> **WORK ORDER**
Copy out the lines below word for word, from the first one to the last.

> **DATA FOR THE TASK**
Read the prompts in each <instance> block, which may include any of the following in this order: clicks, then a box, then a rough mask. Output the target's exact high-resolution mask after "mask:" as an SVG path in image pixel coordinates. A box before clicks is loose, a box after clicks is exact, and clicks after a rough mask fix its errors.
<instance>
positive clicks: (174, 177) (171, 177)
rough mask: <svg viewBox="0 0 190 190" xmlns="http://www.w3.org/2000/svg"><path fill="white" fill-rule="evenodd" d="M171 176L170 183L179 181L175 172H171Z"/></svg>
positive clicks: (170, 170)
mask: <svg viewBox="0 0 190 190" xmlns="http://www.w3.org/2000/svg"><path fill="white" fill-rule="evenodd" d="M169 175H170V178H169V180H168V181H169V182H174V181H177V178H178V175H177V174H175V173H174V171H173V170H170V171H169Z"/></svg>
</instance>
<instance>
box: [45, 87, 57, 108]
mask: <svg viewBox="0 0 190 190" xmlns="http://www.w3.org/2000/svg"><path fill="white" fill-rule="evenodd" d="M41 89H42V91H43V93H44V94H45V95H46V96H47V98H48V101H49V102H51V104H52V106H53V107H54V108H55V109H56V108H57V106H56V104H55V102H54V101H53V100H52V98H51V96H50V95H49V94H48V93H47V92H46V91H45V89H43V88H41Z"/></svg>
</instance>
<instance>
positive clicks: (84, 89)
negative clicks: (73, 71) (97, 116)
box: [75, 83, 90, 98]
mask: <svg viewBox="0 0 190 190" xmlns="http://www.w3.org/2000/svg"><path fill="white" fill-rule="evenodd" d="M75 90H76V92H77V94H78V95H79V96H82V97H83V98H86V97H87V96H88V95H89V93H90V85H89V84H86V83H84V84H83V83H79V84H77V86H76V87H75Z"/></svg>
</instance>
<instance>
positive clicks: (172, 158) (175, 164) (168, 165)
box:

> **SOLVED EXERCISE**
Read the prompts in each <instance> block, which may include any of the following in this order: clicks, then a box, then a rough mask. Output the target's exact high-resolution mask after "mask:" as an SVG path in image pixel coordinates. A box before clicks is loose, a box after clicks is exact, and clicks after a rough mask fix its errors.
<instance>
positive clicks: (174, 177) (171, 177)
rough mask: <svg viewBox="0 0 190 190" xmlns="http://www.w3.org/2000/svg"><path fill="white" fill-rule="evenodd" d="M171 176L170 183L179 181L175 172H171Z"/></svg>
positive clicks: (170, 170)
mask: <svg viewBox="0 0 190 190" xmlns="http://www.w3.org/2000/svg"><path fill="white" fill-rule="evenodd" d="M169 175H170V178H169V180H168V181H169V182H174V181H177V178H178V175H177V174H175V173H174V171H173V170H170V171H169Z"/></svg>
</instance>
<instance>
box: [45, 87, 57, 108]
mask: <svg viewBox="0 0 190 190" xmlns="http://www.w3.org/2000/svg"><path fill="white" fill-rule="evenodd" d="M41 89H42V91H43V93H44V94H45V95H46V96H47V98H48V101H49V102H51V104H52V106H53V107H54V108H55V109H56V108H57V106H56V104H55V102H54V101H53V100H52V98H51V96H50V95H49V94H48V93H47V92H46V91H45V89H43V88H41Z"/></svg>
</instance>
<instance>
positive clicks: (84, 89)
negative clicks: (73, 71) (97, 116)
box: [75, 83, 90, 98]
mask: <svg viewBox="0 0 190 190" xmlns="http://www.w3.org/2000/svg"><path fill="white" fill-rule="evenodd" d="M75 90H76V92H77V94H78V95H79V96H82V97H83V98H86V97H87V96H88V95H89V93H90V85H89V84H86V83H84V84H83V83H79V84H77V86H76V87H75Z"/></svg>
</instance>
<instance>
positive clicks: (172, 158) (175, 164) (168, 165)
box:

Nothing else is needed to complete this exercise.